List of tasks –
[1] In the passage on fee and expense allocation, how do clean funds define expenses?
[2] Continue the passage on fee and expense allocation from its last line.

Passage to read –
Investment strategies

Fee and Expense Allocation

Fee and expense allocation defines what the fund charges, what the manager absorbs, and how costs are split across vehicles and LPs. It’s where hidden economics and conflicts most often show up.

Fee and Expense Allocation describes how management fees are calculated, what expenses the fund can bear, how broken-deal costs are treated, how affiliates are paid, and how costs are allocated across funds, parallel vehicles, co-invests, SPVs, and special arrangements.

From an allocator perspective, this is one of the highest-signal governance areas because it directly reflects alignment. Clean funds define expenses narrowly and transparently. Messy funds preserve optionality and let ambiguity become economics.

How allocators define fee/expense risk drivers

Allocators evaluate:

  • Management fee base: committed vs invested vs NAV; step-down terms
  • Chargeable expenses: travel, diligence, legal, admin, expert networks, etc.
  • Broken-deal treatment: what gets allocated and how consistently
  • Affiliate and related-party costs: monitoring fees, consulting, services
  • Co-invest expense allocation: who pays deal costs and ongoing costs
  • Allocation across vehicles: parallel funds, SPVs, sleeves
  • Disclosure and reporting: itemization, controls, and auditability

Allocator framing:
“Are economics clean and transparent—or is ambiguity being used to shift costs to LPs?”

Where fee/expense allocation matters most

  • multi-vehicle platforms and parallel funds
  • managers using affiliates and operating partner structures
  • strategies with frequent deal activity (high broken-deal risk)

(Records from a data source)
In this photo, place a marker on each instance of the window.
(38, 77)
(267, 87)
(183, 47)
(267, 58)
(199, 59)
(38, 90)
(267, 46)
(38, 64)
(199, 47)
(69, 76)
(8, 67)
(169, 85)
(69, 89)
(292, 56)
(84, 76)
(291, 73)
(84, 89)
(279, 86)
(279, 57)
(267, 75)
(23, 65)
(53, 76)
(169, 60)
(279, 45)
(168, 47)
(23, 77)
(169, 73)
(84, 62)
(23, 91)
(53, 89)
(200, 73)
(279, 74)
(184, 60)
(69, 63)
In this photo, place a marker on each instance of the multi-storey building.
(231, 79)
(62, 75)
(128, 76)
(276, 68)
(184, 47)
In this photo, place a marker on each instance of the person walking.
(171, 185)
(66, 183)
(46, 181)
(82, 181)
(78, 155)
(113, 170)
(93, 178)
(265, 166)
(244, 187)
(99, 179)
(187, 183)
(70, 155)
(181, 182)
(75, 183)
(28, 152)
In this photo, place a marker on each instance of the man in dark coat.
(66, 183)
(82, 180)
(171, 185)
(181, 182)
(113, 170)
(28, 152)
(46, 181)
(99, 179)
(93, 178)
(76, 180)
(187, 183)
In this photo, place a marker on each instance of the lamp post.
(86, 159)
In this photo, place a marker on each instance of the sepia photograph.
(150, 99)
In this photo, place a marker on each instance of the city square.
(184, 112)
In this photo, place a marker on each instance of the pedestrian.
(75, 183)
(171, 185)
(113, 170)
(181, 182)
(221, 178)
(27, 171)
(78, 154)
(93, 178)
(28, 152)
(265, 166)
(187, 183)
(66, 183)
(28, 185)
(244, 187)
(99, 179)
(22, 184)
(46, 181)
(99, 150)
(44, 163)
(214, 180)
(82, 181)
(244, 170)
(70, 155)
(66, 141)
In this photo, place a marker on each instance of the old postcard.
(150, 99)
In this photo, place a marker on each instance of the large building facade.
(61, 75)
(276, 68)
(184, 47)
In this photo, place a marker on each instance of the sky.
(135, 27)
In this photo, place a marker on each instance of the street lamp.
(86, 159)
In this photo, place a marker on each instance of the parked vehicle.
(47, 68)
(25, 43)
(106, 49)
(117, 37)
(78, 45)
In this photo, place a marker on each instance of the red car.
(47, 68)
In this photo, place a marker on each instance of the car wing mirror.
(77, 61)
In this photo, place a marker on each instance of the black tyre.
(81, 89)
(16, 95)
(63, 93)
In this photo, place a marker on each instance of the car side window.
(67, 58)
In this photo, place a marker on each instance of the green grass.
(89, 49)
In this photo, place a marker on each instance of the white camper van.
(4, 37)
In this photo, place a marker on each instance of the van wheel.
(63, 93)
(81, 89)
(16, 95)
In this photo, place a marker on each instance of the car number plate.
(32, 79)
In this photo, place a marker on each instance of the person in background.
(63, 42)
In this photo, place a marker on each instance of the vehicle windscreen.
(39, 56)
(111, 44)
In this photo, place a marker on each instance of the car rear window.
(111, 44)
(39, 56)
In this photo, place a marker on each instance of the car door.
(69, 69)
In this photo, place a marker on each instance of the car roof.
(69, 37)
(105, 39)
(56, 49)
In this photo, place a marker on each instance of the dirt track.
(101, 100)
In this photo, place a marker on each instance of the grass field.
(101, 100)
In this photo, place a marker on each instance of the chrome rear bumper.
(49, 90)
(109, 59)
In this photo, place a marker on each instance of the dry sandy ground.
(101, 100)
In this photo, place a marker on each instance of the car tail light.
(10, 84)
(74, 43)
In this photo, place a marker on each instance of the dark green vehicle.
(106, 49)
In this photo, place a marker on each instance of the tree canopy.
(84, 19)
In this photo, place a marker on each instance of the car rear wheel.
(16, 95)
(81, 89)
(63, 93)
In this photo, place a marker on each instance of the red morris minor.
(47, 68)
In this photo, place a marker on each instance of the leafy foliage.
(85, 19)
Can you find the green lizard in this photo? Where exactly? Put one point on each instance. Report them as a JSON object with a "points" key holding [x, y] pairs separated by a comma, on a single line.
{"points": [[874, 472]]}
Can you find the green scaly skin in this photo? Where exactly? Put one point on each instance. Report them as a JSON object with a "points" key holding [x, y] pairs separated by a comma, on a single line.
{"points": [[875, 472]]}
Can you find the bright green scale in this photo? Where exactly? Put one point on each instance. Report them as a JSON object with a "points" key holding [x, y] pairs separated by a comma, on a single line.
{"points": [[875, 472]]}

Exercise responses –
[1] Narrowly and transparently.

[2]
  • LP bases that include institutions with strict expense policies

How allocation rules change outcomes

Strong allocation discipline:

  • improves trust and reduces legal friction
  • decreases side letter complexity
  • reduces dispute risk and reputational damage
  • supports faster approvals and better re-up dynamics

Weak allocation discipline:

  • creates late-stage negotiation and MFN contagion
  • increases conflicts and perception of “hidden fees”
  • triggers ODD and IC discomfort
  • can damage fundraising even if performance is strong

How allocators evaluate discipline

Conviction increases when managers:

  • define chargeable expenses clearly and narrowly
  • provide reporting itemization and audit-ready controls
  • disclose affiliate economics transparently
  • show consistent policies across vehicles and deals

What slows allocator decision-making

  • broad “fund pays all expenses” language
  • unclear affiliate and monitoring fee policies
  • inconsistent co-invest expense allocation
  • weak reporting or inability to show historical expense patterns

Common misconceptions

  • “Fees are just management + carry” → expenses can be meaningful hidden economics.
  • “Everyone does it” → top allocators differentiate on cleanliness and transparency.
  • “Side letters can fix it” → side letters increase complexity and MFN risk.

Key allocator questions during diligence

  • What is chargeable vs non-chargeable, and how is it controlled?
  • How are broken-deal expenses allocated?
  • What affiliate economics exist and how are they disclosed?
  • How are co-invest costs allocated to LPs vs the manager?
  • Can you provide historical expense reporting examples?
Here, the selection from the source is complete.